Work instructions.
Could you return all of the entries below exactly, minus the pictures?

Available data.
====

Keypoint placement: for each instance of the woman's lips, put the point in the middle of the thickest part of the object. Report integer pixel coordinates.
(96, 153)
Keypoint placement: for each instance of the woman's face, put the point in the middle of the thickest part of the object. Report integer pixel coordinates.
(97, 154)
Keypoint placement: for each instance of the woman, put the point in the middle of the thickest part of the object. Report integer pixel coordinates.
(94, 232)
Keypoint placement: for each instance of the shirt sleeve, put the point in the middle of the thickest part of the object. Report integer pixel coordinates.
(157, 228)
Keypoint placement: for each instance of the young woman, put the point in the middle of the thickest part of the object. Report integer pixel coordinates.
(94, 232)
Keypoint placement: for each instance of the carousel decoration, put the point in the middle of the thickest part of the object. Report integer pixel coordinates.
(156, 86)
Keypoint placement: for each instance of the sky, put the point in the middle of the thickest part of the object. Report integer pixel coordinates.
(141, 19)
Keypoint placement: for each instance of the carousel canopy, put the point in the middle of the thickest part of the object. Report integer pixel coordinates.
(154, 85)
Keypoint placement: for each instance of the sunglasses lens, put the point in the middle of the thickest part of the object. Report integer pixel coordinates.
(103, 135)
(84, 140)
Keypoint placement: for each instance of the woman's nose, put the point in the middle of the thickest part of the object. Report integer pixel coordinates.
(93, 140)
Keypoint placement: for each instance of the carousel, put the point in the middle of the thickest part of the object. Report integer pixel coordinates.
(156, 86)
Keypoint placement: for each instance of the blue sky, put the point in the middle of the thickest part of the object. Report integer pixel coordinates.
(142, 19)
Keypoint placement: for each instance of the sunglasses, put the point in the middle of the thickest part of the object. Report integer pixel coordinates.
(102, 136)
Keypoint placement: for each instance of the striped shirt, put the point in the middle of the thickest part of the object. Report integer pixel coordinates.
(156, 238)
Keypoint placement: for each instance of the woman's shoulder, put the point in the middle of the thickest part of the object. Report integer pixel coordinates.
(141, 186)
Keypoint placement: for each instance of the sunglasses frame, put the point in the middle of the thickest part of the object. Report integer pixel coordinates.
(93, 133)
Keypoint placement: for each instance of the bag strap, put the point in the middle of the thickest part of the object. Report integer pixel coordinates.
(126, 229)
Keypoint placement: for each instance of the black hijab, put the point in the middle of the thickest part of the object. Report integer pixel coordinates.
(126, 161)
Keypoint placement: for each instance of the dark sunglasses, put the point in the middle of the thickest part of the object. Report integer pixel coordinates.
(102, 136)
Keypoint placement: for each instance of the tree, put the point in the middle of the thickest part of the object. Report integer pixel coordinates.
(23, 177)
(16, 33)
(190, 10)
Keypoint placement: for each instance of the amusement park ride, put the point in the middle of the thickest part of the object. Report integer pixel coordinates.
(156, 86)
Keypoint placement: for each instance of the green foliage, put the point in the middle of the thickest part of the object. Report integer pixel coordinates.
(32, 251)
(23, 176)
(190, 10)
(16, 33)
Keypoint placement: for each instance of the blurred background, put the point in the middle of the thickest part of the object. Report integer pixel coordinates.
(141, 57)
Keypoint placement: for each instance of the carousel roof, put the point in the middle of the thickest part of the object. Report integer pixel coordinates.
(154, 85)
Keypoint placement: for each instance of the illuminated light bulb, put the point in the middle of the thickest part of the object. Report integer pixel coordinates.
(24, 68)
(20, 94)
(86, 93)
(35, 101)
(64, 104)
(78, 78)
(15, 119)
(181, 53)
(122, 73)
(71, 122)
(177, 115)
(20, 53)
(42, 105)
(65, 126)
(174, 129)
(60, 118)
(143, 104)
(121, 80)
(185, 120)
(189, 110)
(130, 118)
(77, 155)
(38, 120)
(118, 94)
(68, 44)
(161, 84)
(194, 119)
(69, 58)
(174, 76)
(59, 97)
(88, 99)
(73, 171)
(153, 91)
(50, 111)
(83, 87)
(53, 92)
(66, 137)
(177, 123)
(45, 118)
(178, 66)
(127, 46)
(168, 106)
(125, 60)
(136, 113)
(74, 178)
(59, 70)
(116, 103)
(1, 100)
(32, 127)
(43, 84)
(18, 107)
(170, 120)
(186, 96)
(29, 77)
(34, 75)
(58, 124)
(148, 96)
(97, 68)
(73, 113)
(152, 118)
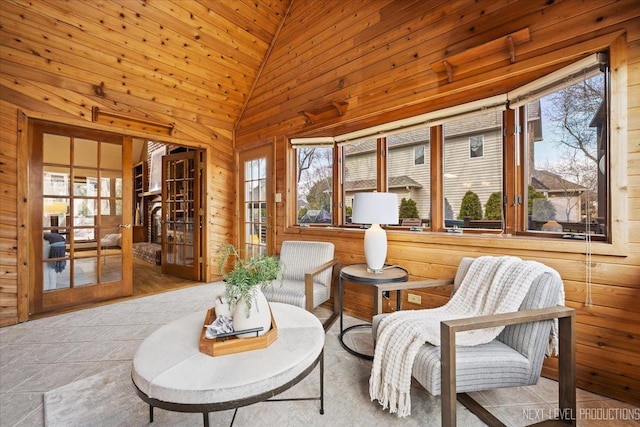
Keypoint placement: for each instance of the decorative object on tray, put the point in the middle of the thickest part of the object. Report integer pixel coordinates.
(245, 281)
(229, 343)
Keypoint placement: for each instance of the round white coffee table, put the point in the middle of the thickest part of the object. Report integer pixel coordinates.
(170, 372)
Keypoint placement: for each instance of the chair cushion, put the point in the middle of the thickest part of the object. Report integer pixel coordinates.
(292, 292)
(300, 257)
(480, 367)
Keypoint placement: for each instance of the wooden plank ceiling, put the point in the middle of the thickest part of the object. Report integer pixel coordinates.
(188, 63)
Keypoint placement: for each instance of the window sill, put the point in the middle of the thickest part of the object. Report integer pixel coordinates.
(478, 240)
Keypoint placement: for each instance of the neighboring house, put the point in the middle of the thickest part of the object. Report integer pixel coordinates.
(473, 161)
(564, 195)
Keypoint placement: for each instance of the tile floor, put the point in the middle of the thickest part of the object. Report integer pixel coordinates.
(44, 354)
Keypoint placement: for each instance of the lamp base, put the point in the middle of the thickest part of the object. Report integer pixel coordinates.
(375, 248)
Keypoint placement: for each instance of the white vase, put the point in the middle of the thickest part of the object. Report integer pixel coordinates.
(259, 315)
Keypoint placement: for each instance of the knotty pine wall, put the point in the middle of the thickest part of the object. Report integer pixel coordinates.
(141, 59)
(376, 57)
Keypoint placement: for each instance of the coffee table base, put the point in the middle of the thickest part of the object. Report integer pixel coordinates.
(205, 408)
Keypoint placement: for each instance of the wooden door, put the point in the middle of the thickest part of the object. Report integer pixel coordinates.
(80, 216)
(182, 215)
(256, 189)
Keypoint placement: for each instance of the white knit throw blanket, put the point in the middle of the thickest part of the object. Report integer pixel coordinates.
(492, 285)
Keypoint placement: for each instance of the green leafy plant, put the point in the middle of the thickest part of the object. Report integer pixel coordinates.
(244, 276)
(540, 207)
(470, 206)
(448, 210)
(493, 208)
(408, 209)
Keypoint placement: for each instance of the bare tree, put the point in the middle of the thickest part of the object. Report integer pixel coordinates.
(305, 160)
(571, 110)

====

The completed task.
Keypoint placement: for each instance of the woman's lips, put the point in the middle of the thickest part of the object. Report integer pixel coordinates.
(96, 153)
Keypoint placement: for each instance of the woman's face, put the point in the middle of the thickest part of the object. Report integer pixel coordinates.
(97, 154)
Keypoint placement: for each instance of the woman, put the point in the middle of the thickest part of the object. Report integer pixel coordinates.
(94, 232)
Keypoint placement: for each instance of the shirt sleeve, put the point in the middle of the thickest part of the object. Report integer pixel coordinates.
(157, 228)
Keypoint placement: for each instance of the young woman, put the point in the middle of the thickest part of the object. Report integer pixel coordinates.
(94, 232)
Keypoint placement: for each instance of the carousel decoration, put the point in the middle of the thickest part of the object. Report integer pixel coordinates.
(156, 86)
Keypoint placement: for each instance of the sky, put the point in the middle of the thickest part of the object. Report integer pixel coordinates.
(141, 19)
Keypoint placement: for each instance of the carousel canopy, put the point in the middle of the thickest part of the object. Report integer pixel coordinates.
(154, 85)
Keypoint placement: for each instance of the sunglasses lens, put the point in the middle of the thickest part of the object. Report integer pixel coordinates.
(103, 135)
(84, 140)
Keypoint placement: for each instance of the woman's nose, put the point in the middle of the thickest part of the object. Report integer pixel coordinates.
(93, 140)
Keypoint placement: for each instance of the carousel, put the point in the middle of the thickest part of the object. Report integer pixel coordinates.
(156, 86)
Keypoint placement: for each instance of the blue sky, put the point in the middle of the thickest part of the object. Report integer pixel coordinates.
(142, 19)
Keypoint placement: for each instance of the sunglasses, put the point in the middle of the thickest part of the object. Report integer pixel coordinates.
(102, 136)
Keypoint placement: for each instance of the striped shirt, put the point in the middle of the thickest part of the object. Report integer pixel coordinates.
(156, 238)
Keypoint placement: for each instance of the woman's shoulder, put the point in the middle of the thickest part of the object. Report integer pixel coordinates.
(141, 186)
Keypoint placement: for each instance of the sunglasses frame, put the point in the middle of the thickest part of the object. Report integer pixel coordinates.
(93, 133)
Keypoint placement: for each instance of the bag strap, put the point in the middle of the thickest part of the object. Report integer pixel coordinates.
(126, 229)
Keypoint placement: for each instance of the black hijab, put the point in the middle of the thickest part of the object. Report integer pixel coordinates.
(126, 161)
Keypoint placement: for each instance of the dark sunglasses, put the point in the middle of the thickest part of the object. Report integer pixel coordinates.
(102, 136)
Keypoint placement: for each instance of the tree, put the point in the middle of the thickest part of the object. Report integer pixel coordinates.
(23, 177)
(16, 33)
(190, 10)
Keypoint placement: for each instance of the amusement park ride, put the point in the middle of the thickest part of the object. Report integer pixel coordinates.
(156, 86)
Keypoint placement: for each instance of the green foliage, put the point in the middle of the thickest part of the object. Report integer pixel coordinates.
(32, 251)
(23, 176)
(190, 10)
(16, 33)
Keypoint placement: for each instance of the blurred background, put the point in the middle of the thickest part of the object. Report integer pixel coordinates.
(141, 57)
Keypoint placement: for each instance of the carousel roof, put the point in the middle of the thickest part of the object. Report integer pixel coordinates.
(154, 85)
Keypoint placement: for each instance of the illuminated light bulb, put the point in the middle of the thickest part of the object. Report integer pixel coordinates.
(24, 68)
(20, 94)
(86, 93)
(35, 101)
(64, 104)
(78, 78)
(15, 119)
(181, 53)
(122, 73)
(71, 122)
(177, 115)
(20, 53)
(42, 105)
(65, 126)
(174, 129)
(60, 118)
(143, 104)
(121, 80)
(185, 120)
(189, 110)
(130, 118)
(77, 155)
(38, 120)
(118, 94)
(68, 44)
(161, 84)
(194, 119)
(69, 58)
(174, 76)
(59, 97)
(88, 99)
(73, 171)
(153, 91)
(50, 111)
(83, 87)
(53, 92)
(66, 137)
(177, 123)
(45, 118)
(178, 66)
(127, 46)
(168, 106)
(125, 60)
(136, 113)
(74, 178)
(59, 70)
(116, 103)
(1, 100)
(32, 127)
(43, 84)
(18, 107)
(170, 120)
(186, 96)
(29, 77)
(34, 75)
(58, 124)
(148, 96)
(97, 68)
(73, 113)
(152, 118)
Keypoint placement: for each instance of the decorative object on tray, put the point in the middle of the thickest part of the object. Report integer pixel coordinates.
(245, 281)
(229, 343)
Keypoint placement: for each instance of the round white coffee table, put the point in the middle of the thickest part of the object. Report integer pixel coordinates.
(170, 372)
Keypoint placement: for each instance of the chair cushion, put the point in the middle of the thickest part of the object. Report integer pixel coordinates.
(292, 292)
(300, 257)
(480, 367)
Keypoint placement: for each instance of the wooden plank ceiling, put the point in the middle of the thickest part of the object. Report integer pixel coordinates.
(188, 63)
Keypoint placement: for each instance of the window sill, put the point in the middle of the thickest part of the object. Report integer pixel coordinates.
(478, 240)
Keypoint placement: for each instance of the neighboring house, put the point in the middle of the thickest part of the object. Report integer pixel coordinates.
(473, 161)
(564, 195)
Keypoint placement: for each instance of the tile floor, put the point in the middle of the thickest part of the object. Report integer pixel coordinates.
(44, 354)
Keypoint placement: for each instance of the lamp base, put the point in the middle of the thickest part of the object. Report integer pixel coordinates.
(375, 248)
Keypoint placement: for each instance of the white vase, put the point in the middle of the thickest part of the object. Report integer pixel coordinates.
(259, 315)
Keypoint placement: for each instance of the knotty pine wall, put the point in the middle of the thickest part of the object. Report integer pixel coordinates.
(141, 59)
(376, 57)
Keypoint placement: for each instance of the coffee table base, put the point in the middle of the thickest part of the object. Report integer pixel coordinates.
(205, 408)
Keypoint placement: for each instance of the wooden door, put the point in the middle of the thickest part of the object. Report integer pixel coordinates.
(80, 216)
(182, 215)
(256, 189)
Keypoint placement: for each instance of the white knit throw blanket, put the point in the middle of the thickest part of the object. Report integer pixel coordinates.
(492, 285)
Keypoint placement: for each instance of the green leafy plant, put the point in the middle of the thickest part of the object. Report integer pixel coordinates.
(244, 276)
(540, 207)
(470, 206)
(448, 210)
(493, 208)
(408, 209)
Keypoint placement: for each instance of the bare tree, put the point in the middle of the thickest part of the object. Report integer pixel coordinates.
(305, 160)
(571, 110)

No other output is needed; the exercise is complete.